Some entries follow. Reproduce exactly the lines starting at the one with "like x=187 y=325." and stopping after the one with "Question. Provide the position of each instance of the clenched".
-- Opening Marker --
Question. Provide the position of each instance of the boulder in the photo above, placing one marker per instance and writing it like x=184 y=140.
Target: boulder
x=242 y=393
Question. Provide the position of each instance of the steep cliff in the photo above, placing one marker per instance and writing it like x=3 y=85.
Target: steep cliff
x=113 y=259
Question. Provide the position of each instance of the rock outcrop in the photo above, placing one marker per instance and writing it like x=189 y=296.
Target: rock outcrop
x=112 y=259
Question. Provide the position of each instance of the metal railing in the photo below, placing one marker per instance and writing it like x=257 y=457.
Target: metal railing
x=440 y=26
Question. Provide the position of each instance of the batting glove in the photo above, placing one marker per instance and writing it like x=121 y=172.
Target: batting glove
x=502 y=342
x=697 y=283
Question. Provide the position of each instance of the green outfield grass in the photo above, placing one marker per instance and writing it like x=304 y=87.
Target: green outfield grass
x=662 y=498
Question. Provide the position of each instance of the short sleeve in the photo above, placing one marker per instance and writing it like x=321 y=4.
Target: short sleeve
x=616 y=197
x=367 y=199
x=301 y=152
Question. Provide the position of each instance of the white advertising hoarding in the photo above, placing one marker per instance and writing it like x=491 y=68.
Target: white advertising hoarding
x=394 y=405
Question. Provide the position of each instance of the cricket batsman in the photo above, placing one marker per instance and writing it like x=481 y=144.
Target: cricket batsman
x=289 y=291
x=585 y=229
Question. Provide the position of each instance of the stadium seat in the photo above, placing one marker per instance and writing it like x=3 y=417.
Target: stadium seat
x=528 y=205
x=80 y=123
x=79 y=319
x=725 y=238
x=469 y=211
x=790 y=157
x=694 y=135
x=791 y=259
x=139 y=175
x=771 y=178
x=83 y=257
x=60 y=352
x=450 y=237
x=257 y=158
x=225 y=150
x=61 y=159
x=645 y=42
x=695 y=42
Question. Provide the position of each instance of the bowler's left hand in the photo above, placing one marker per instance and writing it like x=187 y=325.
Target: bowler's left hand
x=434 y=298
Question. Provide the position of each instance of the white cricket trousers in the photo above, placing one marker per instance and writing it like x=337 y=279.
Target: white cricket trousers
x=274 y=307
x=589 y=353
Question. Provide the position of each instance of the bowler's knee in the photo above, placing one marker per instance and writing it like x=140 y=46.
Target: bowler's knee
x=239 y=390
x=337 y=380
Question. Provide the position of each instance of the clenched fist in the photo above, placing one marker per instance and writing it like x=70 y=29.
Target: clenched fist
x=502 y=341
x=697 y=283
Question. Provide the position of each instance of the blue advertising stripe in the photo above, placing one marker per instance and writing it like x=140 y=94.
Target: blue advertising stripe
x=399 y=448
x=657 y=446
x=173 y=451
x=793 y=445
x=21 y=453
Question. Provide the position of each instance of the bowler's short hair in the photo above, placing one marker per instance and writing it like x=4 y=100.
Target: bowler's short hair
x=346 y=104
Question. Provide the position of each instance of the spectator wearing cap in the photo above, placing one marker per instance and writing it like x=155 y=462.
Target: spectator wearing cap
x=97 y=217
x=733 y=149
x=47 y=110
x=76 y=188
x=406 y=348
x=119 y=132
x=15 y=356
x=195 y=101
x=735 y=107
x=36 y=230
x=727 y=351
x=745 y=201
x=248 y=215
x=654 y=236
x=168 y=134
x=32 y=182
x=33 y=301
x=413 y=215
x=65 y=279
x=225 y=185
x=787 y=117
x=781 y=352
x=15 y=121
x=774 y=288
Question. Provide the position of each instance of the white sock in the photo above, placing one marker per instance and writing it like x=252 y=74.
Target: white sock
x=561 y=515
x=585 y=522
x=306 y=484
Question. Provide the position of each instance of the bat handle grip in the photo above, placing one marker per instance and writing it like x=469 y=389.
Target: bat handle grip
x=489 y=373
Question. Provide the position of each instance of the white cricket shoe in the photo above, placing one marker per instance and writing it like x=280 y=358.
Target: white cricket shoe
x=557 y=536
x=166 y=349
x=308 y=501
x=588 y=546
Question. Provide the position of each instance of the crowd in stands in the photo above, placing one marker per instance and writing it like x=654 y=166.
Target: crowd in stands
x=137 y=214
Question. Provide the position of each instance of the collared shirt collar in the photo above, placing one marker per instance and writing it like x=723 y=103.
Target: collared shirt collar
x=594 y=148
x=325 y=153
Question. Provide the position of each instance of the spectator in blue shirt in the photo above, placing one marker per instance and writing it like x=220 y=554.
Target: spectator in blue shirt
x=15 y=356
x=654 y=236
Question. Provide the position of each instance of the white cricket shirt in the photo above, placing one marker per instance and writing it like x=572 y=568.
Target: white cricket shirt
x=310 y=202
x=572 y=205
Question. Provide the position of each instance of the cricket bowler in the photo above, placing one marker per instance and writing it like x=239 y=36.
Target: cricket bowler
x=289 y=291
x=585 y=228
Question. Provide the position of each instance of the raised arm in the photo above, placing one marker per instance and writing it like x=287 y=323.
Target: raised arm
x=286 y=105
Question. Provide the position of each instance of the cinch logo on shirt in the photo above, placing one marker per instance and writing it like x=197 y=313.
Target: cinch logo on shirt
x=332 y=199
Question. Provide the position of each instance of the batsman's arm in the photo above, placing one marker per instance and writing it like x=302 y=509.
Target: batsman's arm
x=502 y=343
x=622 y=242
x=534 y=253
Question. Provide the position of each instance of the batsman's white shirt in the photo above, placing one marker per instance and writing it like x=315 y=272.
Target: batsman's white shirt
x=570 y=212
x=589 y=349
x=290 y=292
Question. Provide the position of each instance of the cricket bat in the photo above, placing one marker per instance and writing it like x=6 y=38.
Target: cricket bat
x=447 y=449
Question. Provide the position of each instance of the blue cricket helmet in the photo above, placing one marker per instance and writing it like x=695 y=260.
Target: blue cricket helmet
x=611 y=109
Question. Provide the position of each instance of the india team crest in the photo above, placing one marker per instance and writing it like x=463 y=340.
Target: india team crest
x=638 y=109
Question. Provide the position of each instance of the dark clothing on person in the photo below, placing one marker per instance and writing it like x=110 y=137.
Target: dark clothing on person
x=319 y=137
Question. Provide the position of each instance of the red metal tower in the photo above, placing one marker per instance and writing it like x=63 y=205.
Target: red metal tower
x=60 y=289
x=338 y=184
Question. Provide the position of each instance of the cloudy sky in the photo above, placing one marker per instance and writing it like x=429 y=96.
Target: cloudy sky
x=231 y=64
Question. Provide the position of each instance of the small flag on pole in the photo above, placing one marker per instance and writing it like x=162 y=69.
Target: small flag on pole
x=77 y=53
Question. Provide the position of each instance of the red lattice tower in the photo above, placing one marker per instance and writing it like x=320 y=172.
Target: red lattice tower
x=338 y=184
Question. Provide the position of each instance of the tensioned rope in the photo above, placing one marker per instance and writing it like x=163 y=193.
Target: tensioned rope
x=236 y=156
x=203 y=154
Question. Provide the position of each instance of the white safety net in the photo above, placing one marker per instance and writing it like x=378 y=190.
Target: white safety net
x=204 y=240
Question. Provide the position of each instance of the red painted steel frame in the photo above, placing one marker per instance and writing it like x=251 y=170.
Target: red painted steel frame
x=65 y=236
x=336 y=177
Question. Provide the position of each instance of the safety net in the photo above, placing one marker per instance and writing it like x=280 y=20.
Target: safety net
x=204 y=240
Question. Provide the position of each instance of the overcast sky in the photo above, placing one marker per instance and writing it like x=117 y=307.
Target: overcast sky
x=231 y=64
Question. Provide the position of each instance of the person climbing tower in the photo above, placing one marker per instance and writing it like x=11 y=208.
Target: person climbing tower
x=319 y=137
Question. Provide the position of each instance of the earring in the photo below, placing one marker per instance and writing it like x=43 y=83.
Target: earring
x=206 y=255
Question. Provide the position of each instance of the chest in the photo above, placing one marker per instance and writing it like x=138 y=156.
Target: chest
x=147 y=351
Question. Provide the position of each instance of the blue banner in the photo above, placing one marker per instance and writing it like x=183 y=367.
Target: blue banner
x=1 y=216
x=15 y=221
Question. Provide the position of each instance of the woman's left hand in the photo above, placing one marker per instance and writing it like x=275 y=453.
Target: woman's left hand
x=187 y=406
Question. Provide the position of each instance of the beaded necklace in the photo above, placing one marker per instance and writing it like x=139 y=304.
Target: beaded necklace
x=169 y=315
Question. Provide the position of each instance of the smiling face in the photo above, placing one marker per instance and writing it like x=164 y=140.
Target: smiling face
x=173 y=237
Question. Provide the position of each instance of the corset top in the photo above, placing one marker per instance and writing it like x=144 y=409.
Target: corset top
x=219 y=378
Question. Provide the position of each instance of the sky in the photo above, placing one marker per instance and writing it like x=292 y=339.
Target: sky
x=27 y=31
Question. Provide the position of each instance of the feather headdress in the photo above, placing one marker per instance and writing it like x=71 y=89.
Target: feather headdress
-- Closing Marker --
◆ **Result of the exercise**:
Question. Provide the position of each instance of the bowler's left hand in the photo above, placing one marker per instance and writing it like x=187 y=325.
Target: bowler's left hand
x=434 y=298
Question. Provide the position of each instance of the white cricket trousers in the photo above, placing one marker per instance and writing it like x=337 y=279.
Target: white cricket trousers
x=274 y=307
x=589 y=353
Question. Provide the position of each instance of the bowler's knee in the photo above, placing one marker per instance and writing it like x=140 y=46.
Target: bowler's knee
x=239 y=390
x=337 y=380
Question. Provide the position of each instance of the clenched fist in the photo above, placing one marker per instance and writing it like x=70 y=29.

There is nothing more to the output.